### GIVEN REQUEST
Take the data below and repeat it exactly.

Data items
========
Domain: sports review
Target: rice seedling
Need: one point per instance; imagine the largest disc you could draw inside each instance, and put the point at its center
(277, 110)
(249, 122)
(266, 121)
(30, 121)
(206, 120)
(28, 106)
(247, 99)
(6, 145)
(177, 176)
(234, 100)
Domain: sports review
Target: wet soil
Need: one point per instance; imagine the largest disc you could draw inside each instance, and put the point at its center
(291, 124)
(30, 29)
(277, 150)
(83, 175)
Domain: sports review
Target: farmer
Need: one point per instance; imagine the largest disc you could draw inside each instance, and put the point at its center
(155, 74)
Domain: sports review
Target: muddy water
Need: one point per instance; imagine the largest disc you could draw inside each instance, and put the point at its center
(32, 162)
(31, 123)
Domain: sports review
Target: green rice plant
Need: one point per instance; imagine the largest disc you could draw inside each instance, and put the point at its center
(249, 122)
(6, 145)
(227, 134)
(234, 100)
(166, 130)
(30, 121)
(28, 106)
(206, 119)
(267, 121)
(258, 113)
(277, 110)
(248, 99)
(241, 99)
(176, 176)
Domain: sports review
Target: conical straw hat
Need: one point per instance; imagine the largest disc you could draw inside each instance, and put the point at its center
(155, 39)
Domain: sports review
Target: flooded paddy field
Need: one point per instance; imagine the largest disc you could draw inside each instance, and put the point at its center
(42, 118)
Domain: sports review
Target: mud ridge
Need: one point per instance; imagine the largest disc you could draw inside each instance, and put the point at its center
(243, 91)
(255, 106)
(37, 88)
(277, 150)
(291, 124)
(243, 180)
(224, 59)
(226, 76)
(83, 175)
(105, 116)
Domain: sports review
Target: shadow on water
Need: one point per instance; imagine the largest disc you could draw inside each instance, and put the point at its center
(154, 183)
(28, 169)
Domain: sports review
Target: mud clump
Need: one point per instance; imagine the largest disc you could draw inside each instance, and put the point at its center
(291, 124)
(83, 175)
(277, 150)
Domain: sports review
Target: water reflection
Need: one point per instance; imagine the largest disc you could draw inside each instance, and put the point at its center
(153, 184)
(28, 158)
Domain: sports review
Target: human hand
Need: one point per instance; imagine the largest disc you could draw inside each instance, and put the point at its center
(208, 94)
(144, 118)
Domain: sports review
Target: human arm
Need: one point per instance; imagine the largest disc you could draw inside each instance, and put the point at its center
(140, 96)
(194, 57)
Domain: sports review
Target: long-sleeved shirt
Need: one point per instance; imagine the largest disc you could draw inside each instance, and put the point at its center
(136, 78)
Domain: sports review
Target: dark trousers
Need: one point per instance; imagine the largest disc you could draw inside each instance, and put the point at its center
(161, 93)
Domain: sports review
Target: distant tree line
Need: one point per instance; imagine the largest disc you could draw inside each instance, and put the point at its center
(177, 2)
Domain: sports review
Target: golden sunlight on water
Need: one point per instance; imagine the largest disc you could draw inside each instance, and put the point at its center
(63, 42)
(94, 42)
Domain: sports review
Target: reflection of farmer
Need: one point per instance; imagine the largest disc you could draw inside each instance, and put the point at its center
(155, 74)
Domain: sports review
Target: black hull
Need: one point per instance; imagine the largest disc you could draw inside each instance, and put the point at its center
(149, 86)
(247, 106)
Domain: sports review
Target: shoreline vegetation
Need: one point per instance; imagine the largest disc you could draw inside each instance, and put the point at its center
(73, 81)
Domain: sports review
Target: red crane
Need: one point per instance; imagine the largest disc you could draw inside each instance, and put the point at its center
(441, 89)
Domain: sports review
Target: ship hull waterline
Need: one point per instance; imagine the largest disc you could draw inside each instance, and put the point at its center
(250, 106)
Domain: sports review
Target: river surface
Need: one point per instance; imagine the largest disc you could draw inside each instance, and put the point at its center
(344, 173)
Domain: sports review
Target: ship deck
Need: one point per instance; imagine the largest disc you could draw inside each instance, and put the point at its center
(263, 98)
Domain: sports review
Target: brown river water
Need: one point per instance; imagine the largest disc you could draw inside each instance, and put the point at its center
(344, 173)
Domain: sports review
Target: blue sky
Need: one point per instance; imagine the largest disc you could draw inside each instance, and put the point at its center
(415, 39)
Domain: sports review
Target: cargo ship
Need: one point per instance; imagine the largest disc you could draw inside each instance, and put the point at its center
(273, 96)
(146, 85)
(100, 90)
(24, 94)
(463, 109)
========
### ANSWER TO THIS TASK
Domain: sports review
Target: rice seedling
Need: one point per instance; imagine the largest disc you could draw inside each instance, and put the point at its center
(277, 110)
(249, 122)
(266, 121)
(30, 121)
(206, 120)
(28, 106)
(247, 99)
(6, 145)
(177, 176)
(234, 100)
Domain: sports review
Target: wet soil
Need: one point per instance; imagine the largest disc you could draw inside each instance, and put the point at its center
(291, 124)
(30, 29)
(277, 150)
(83, 175)
Domain: sports review
Target: farmer
Need: one point per instance; imagine the largest disc you could draw inside each instance, and put the point at its center
(155, 74)
Domain: sports review
Target: muddy water
Need: one point per instance; imagine the largest disc you could draw inside each instance, and put the point at its center
(32, 162)
(31, 123)
Domain: sports review
Target: green rice plant
Need: one point per instance; imagine the largest disc you could draw inside each instance, and put the point at its center
(249, 122)
(6, 145)
(227, 134)
(234, 100)
(166, 130)
(30, 121)
(28, 106)
(206, 119)
(267, 121)
(258, 113)
(277, 110)
(248, 99)
(241, 99)
(176, 176)
Domain: sports review
Target: conical straw hat
Need: one point per instance; imagine the largest disc you could draw inside each instance, and put the point at its center
(155, 39)
Domain: sports review
Target: flooded paddy field
Need: one point per instance; imagine the largest disc you could draw inside each instance, and put the point at its center
(42, 118)
Domain: sports review
Target: mud ridge
Need: one point per instance; imagine the largest disc you could draw inside each instance, and put the point at its center
(243, 91)
(255, 106)
(37, 88)
(277, 150)
(291, 124)
(243, 180)
(224, 59)
(226, 76)
(83, 175)
(105, 116)
Domain: sports review
Target: shadow on water
Need: one point per instance; imagine the largest disc you could draw inside each instance, and put the point at its center
(154, 183)
(28, 169)
Domain: sports review
Target: mud clump
Need: one point per instance; imagine the largest disc you could draw inside each instance, and put the point at its center
(291, 124)
(83, 175)
(277, 150)
Domain: sports review
Target: water reflection
Need: one point per instance; imagine the largest disc you could draw inside each instance, and put the point at its center
(153, 184)
(28, 158)
Domain: sports review
Target: human hand
Need: one point per instance; imagine the largest disc you could draw inside each instance, and put the point at its center
(208, 94)
(144, 118)
Domain: sports review
Target: human arm
Need: one point per instance; imagine the largest disc you could draw inside each instance, and put the point at its center
(140, 96)
(194, 57)
Domain: sports review
Target: long-sleeved shirt
Need: one point per instance; imagine the largest disc you could draw inside each instance, and put the point at its center
(136, 78)
Domain: sports review
Target: dark trousers
Need: one point per instance; imagine the largest disc you could draw inside each instance, and put the point at its center
(161, 93)
Domain: sports review
Target: distant tree line
Need: one point per instance; imagine the largest disc you could draw inside each instance, and put the point at its center
(177, 2)
Domain: sports review
Target: golden sunlight on water
Need: one point per instance; imagine the largest disc you could draw inside each instance, and put the point at its center
(63, 42)
(94, 42)
Domain: sports review
Target: reflection of farmer
Need: one point per instance; imagine the largest disc you could draw inside each instance, and put the point at its center
(155, 74)
Domain: sports review
Target: black hull
Need: one point per instance; imagine the largest disc you could draw inside each instance, and put the point at its center
(149, 86)
(247, 106)
Domain: sports review
Target: shoreline vegetation
Need: one point per instance; imagine the largest disc you could draw inside each instance, and put the point at its center
(73, 81)
Domain: sports review
Target: red crane
Need: one point per instance; imagine the largest disc you could draw inside each instance, and put the point at its center
(441, 89)
Domain: sports review
Target: ship hull waterline
Need: one point per instance; imagine the largest disc you could draw inside each instance, and put the point at its center
(250, 106)
Domain: sports review
Target: river surface
Need: one point per instance; imagine the largest disc you could draw inside each instance, and put the point at its center
(344, 173)
Domain: sports review
Target: ship deck
Need: one point per instance; imagine the largest disc you could draw inside each instance, and put the point at its center
(263, 98)
Domain: sports review
Target: brown river water
Need: one point per instance; imagine the largest disc you could draw inside each instance, and put the point at its center
(344, 173)
Domain: sports review
Target: blue sky
Need: one point per instance; imagine the largest disc you could draw inside each instance, and put the point at its center
(415, 39)
Domain: sports review
Target: cargo ship
Need: one point per instance; imagine the largest disc you could draw inside each instance, and put the point at its center
(273, 96)
(146, 85)
(100, 90)
(24, 94)
(463, 109)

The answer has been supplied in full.